## start Record excerpts

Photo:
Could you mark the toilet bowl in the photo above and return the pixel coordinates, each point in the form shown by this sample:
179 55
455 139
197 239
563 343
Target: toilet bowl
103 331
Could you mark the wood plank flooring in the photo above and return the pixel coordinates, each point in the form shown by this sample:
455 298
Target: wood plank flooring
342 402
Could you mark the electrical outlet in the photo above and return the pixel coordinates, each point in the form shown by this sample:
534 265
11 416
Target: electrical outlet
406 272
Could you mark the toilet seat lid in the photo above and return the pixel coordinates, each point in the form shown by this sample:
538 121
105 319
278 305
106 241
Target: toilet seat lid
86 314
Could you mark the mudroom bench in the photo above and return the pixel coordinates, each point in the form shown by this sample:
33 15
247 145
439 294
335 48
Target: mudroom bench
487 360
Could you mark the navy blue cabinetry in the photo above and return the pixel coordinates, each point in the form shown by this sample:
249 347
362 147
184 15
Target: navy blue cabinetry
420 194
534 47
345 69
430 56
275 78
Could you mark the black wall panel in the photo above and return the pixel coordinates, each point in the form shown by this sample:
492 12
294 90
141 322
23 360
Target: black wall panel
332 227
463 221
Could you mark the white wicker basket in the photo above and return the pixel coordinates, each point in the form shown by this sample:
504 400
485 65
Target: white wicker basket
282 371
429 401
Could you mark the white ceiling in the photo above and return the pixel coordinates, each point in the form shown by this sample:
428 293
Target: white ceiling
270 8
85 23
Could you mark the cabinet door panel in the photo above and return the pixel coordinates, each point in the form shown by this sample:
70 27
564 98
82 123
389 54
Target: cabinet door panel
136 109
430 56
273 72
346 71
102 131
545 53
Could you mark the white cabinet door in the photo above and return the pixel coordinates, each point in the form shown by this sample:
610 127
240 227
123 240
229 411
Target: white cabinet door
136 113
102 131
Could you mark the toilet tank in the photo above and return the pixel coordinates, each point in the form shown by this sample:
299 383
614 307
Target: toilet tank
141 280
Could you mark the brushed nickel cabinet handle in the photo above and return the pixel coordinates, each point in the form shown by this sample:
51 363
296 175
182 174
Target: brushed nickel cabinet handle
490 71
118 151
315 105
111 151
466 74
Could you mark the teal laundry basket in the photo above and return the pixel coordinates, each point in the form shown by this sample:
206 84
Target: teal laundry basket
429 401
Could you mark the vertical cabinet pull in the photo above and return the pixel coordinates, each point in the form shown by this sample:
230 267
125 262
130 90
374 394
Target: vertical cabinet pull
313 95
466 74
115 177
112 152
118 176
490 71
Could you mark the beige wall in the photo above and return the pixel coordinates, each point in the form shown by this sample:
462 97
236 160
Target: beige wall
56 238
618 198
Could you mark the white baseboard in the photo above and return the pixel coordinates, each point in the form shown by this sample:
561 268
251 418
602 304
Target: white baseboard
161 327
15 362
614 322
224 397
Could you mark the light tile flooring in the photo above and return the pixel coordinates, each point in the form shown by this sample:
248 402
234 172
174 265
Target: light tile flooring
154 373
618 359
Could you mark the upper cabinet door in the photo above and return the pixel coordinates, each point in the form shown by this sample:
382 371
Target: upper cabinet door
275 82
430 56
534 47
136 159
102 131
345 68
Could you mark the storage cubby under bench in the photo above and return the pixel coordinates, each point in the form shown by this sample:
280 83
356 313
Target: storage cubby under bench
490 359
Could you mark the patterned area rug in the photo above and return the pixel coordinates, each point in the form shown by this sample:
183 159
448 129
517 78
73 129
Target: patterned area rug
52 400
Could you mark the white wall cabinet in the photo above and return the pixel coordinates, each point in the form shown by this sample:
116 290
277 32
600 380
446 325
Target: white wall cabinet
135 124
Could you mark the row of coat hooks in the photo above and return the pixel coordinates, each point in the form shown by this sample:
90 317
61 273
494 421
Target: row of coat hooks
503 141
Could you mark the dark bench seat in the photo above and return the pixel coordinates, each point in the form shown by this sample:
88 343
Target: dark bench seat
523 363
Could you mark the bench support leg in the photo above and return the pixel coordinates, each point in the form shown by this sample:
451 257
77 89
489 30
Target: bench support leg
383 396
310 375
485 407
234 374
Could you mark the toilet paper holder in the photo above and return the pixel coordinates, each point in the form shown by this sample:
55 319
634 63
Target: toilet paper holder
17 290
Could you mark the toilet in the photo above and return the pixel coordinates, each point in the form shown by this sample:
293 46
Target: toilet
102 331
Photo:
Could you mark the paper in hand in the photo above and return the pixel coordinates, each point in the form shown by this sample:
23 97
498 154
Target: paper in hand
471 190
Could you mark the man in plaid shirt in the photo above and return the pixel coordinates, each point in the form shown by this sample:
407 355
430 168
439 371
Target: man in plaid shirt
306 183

## end Record excerpts

- **What is needed**: Reproduce every line of the data above verbatim, from start to finish, without altering or omitting anything.

- **The completed task**:
Photo:
Could you mark the toilet bowl in the photo above and return the pixel coordinates, each point in the form shown by this sample:
179 55
455 139
197 239
563 343
Target: toilet bowl
103 331
Could you mark the wood plank flooring in the photo above and return the pixel coordinates, each point in the form shown by this sample:
455 298
Target: wood plank flooring
342 402
Could you mark the electrical outlet in the photo above and return the pixel coordinates, each point in the form shown by this sample:
534 265
11 416
Target: electrical outlet
406 272
Could you mark the toilet seat lid in the photo above and return the pixel coordinates, each point in the form shown by this sample:
538 121
105 319
278 305
106 241
Target: toilet seat lid
86 314
Could you mark the mudroom bench in the photo above and return the pixel coordinates, each point in the form shown by this sample:
33 15
247 145
439 294
335 48
Target: mudroom bench
487 360
Could you mark the navy blue cabinetry in the photo above and return the pixel coordinates, each point in the form shown by this sample:
249 347
362 147
184 15
Target: navy blue cabinetry
420 194
534 47
345 69
430 56
275 78
Could you mark the black wall panel in the photo above and return the pixel coordinates, each point in the form shown by this sample:
492 12
294 90
141 322
23 360
Target: black wall panel
332 227
463 221
Could you mark the white wicker basket in the photo above and return the pixel coordinates, each point in the form shown by this sample:
504 400
485 65
Target: white wicker basket
282 371
429 401
Could you mark the white ceiling in the photo above and return the pixel coordinates, each point in the form shown by this sample:
428 293
Target: white ceiling
270 8
85 23
Could you mark the cabinet door panel in the photo above and return the pixel coordinates, each point in the form shown by this sample:
70 27
564 98
82 123
389 54
Target: cabinet door panel
136 109
430 56
273 72
346 71
102 131
545 53
Could you mark the white cabinet door in the photo above and return the pixel coordinates, each point in the form shown by this sample:
610 127
240 227
123 240
229 411
Target: white cabinet door
136 113
102 131
Could you mark the toilet tank in the photo above and return the pixel coordinates, each point in the form shown by this sample:
299 383
614 307
Target: toilet tank
141 280
Could you mark the brushed nickel cabinet handle in the photo above and return the pixel coordinates, each point in the form shown by this sample:
51 363
296 175
182 174
Target: brushed nickel cabinet handle
490 71
118 151
315 105
111 151
466 74
Could you mark the teal laundry basket in the photo above and return the pixel coordinates, each point in the form shown by this sample:
206 84
Target: teal laundry basket
429 401
Could you mark the vertical cabinet pull in the photo above and return the pixel coordinates, each point in the form shown by this sample:
230 267
125 262
130 90
374 394
Target: vertical cabinet pull
313 95
466 74
115 177
112 152
118 176
490 71
Could you mark the beige wall in the photo above and return the pixel coordinates, each point in the form shown by this sample:
462 97
236 160
Target: beige wall
56 238
618 198
Could you mark the white baseboard in the photo above and return the pixel coordinates, each point in the form shown by this sample:
561 268
251 418
602 304
Target: white baseboard
161 327
15 362
614 322
224 397
Could you mark the light tile flooring in the photo above and return the pixel coordinates, each point in the form shown by this sample:
248 402
234 172
174 265
Target: light tile flooring
154 373
618 359
Could you mark the upper cabinet door in the photo above and return the pixel coordinates, each point in the form shown by this sample:
382 371
Target: upper cabinet door
275 82
430 56
534 47
136 159
102 131
345 68
Could you mark the storage cubby under bench in the photo above and return the pixel coordinates, each point in the form shown by this sample:
280 83
356 313
Target: storage cubby under bench
490 359
Could you mark the patterned area rug in the photo above and return the pixel coordinates, each point in the form shown by this sample:
183 159
448 129
517 78
73 129
Target: patterned area rug
52 400
Could you mark the white wall cabinet in the photo above and return the pixel coordinates, each point in the form shown by this sample:
116 290
277 32
600 380
446 325
Target: white wall cabinet
135 124
Could you mark the row of coat hooks in the photo above and return the pixel coordinates, each point in the form shown by this sample:
90 317
61 273
494 421
Target: row of coat hooks
503 141
Could you mark the dark bench seat in the photo above and return the pixel coordinates, each point in the form shown by this sample:
88 343
Target: dark bench seat
523 363
Could you mark the bench support leg in the photo above and return the pixel coordinates, each point in the form shown by this sample:
451 257
77 89
489 30
Target: bench support leg
383 396
310 375
485 407
234 374
Could you mark the toilet paper holder in the photo above and return the pixel coordinates, each point in the form shown by this sample:
55 319
634 63
Target: toilet paper holder
17 290
Could you mark the toilet in the photo above and return the pixel coordinates, each point in the form shown by this sample:
293 46
Target: toilet
102 331
Photo:
Could you mark the paper in hand in the photo above and return the pixel coordinates, each point in the form shown by this sample:
23 97
498 154
Target: paper in hand
471 190
Could you mark the man in plaid shirt in the photo above and return the pixel coordinates, each point in the form shown by this sample:
407 355
430 168
439 371
Target: man in plaid shirt
306 183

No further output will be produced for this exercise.